EXERCISE: Omit the images, then output each of the records below exactly.

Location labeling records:
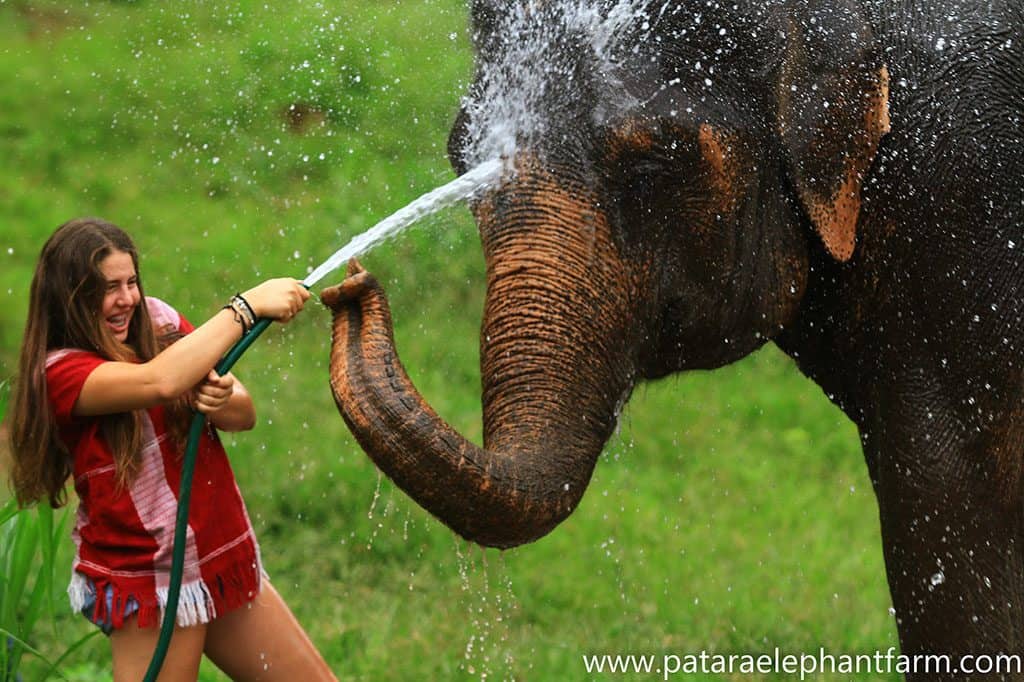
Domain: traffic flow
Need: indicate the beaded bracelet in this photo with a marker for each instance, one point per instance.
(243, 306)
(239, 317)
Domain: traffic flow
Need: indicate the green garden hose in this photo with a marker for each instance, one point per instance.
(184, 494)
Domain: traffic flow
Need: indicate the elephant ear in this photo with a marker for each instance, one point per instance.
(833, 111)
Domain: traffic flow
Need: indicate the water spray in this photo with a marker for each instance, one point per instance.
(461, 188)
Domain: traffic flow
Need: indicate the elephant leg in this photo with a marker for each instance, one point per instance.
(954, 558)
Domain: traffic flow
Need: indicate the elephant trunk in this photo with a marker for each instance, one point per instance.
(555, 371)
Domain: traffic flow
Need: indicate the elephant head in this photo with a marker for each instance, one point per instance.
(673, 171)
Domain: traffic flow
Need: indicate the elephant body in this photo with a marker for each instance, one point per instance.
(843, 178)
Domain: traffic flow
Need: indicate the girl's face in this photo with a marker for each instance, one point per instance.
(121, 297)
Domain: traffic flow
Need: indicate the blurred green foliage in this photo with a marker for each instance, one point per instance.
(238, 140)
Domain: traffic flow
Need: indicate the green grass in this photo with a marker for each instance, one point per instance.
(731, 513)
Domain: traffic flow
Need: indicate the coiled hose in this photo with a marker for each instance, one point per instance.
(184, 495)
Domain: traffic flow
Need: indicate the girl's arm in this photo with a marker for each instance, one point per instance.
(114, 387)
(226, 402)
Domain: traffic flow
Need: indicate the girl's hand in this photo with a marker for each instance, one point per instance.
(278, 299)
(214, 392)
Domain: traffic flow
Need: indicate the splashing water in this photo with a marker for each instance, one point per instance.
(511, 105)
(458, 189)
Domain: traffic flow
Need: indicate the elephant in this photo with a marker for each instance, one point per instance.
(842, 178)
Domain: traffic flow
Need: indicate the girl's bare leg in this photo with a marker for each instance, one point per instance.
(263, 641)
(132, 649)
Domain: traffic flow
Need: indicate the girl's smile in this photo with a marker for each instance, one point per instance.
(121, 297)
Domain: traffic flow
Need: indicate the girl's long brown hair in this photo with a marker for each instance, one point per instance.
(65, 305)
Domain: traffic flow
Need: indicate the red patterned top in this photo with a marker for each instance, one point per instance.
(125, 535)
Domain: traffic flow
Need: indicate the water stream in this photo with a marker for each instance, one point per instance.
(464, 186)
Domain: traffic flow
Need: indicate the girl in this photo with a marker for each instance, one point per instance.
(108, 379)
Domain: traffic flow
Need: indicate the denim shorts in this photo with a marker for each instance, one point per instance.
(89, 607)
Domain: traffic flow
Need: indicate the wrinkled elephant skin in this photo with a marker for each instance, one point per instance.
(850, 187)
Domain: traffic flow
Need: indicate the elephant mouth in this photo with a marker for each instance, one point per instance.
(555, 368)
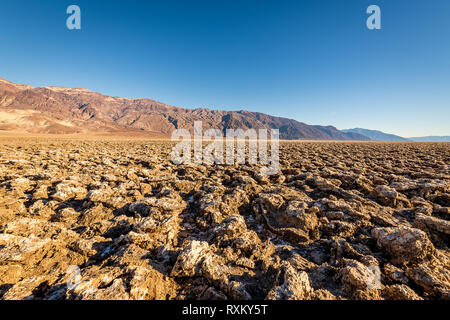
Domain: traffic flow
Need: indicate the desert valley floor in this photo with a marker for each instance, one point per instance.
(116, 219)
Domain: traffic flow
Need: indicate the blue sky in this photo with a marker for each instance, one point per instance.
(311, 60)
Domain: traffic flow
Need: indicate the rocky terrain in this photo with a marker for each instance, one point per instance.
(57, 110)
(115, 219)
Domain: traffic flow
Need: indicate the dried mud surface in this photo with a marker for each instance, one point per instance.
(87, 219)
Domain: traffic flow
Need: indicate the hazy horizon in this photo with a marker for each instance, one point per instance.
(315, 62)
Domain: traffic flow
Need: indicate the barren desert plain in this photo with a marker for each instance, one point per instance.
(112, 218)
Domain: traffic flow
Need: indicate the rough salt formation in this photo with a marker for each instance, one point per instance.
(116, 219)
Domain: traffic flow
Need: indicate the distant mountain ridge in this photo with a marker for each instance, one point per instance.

WRITTEN RESPONSE:
Domain: traffic flow
Need: indicate the beaded bracelet in this photo with a marker for each instance, one point per instance.
(243, 306)
(239, 317)
Domain: traffic flow
Need: indicate the green garden hose in this photo with a marker for each instance, one point per instance.
(184, 494)
Domain: traffic flow
Need: indicate the elephant ear in this photo with a marker for each instance, one point per instance.
(833, 111)
Domain: traffic flow
Need: indicate the water spray in this photo with a marker for each instance, one point per instance.
(461, 188)
Domain: traffic flow
Need: indicate the elephant leg in this photo with a marker for each instance, one point per instance.
(954, 558)
Domain: traffic flow
Need: indicate the elephant trunk in this photo with a marker for each instance, one point per instance.
(555, 371)
Domain: traffic flow
Need: indicate the elephant head in this photo with a marker for each instance, one point per instance.
(673, 171)
Domain: traffic flow
Need: indicate the elephant body in this photo with a marker for each instance, one point per instance.
(843, 178)
Domain: traffic flow
Need: indicate the girl's face in this photo with a marker for each instance, one point per instance.
(121, 297)
Domain: traffic flow
Need: indicate the blurred green foliage in this photo with a marker for each instance, one point per instance.
(238, 140)
Domain: traffic flow
Need: indicate the green grass in this photo with a marker for each instance, one point per instance.
(731, 513)
Domain: traffic flow
Need: indicate the coiled hose in this photo with a marker for each instance, one point per instance.
(184, 495)
Domain: traffic flow
Need: indicate the girl's arm in this photo with a marker for each instance, one point per instance.
(114, 387)
(226, 402)
Domain: traffic flow
Need: indicate the girl's hand in this photo with a marker for each instance, one point per instance.
(278, 299)
(214, 392)
Domain: traffic flow
Need: indicate the splashing water in this photo with a marker for each instance, one point per instance.
(511, 105)
(458, 189)
Domain: traffic flow
Need: indicate the elephant in this photo with a marker for each instance, one point per instance.
(842, 178)
Domain: traffic flow
Need: indicate the girl's bare leg in this photo with a marker for each instance, one point per instance.
(263, 641)
(132, 649)
Domain: traffic flow
Need: indicate the girl's smile in this photo with a marker for each instance, one point per instance.
(121, 297)
Domain: traffic flow
Need: indicate the girl's long brown hair in this photo with a marker for each instance, one point per instance.
(65, 305)
Domain: traffic flow
Need: indicate the red patterned top in this photo with a marker for each instance, one point per instance.
(125, 535)
Domain: traffic flow
Need: indicate the water stream in this photo with a marker for each instance, one point per instance.
(464, 186)
Domain: traffic flow
Need: indicate the girl in this photo with a marker for each instance, one point per instance.
(108, 379)
Domain: traffic flow
Need: indicate the denim shorts in this photo with a marker for each instance, one point per instance.
(89, 607)
Domain: traffic flow
Need: indicate the wrinkled elephant skin in this photo with a marker for each instance, one point per instance.
(850, 187)
Domain: traffic flow
Need: indicate the elephant mouth in this photo with a marker for each instance, one point per instance.
(555, 368)
Domain: traffic flow
Need: indicate the desert valley floor in this photo with a marker for each instance, one point per instance.
(116, 219)
Domain: traffic flow
Need: indicate the blue sky in this photo with a marker for each instance, one point per instance.
(311, 60)
Domain: traffic flow
Need: indicate the rocky terrain in this photo with a marker for each instance, one point per instance.
(57, 110)
(115, 219)
Domain: traffic flow
Need: indicate the dried mud surface in this photo with a marker for each instance, one point per instance.
(87, 219)
Domain: traffic flow
Need: indicate the hazy horizon in this photo with a marker for each instance, one point per instance.
(315, 62)
Domain: traffic flow
Need: indicate the barren desert plain in this photo with a marker for each instance, one point per instance.
(112, 218)
Domain: traffic flow
Need: indicate the rough salt formation in this photo with a marker for each instance, one point per instance.
(116, 219)
Domain: traffic flow
Need: indicate the distant mountain ridge in this photo with a marker for each instance, one point per instance.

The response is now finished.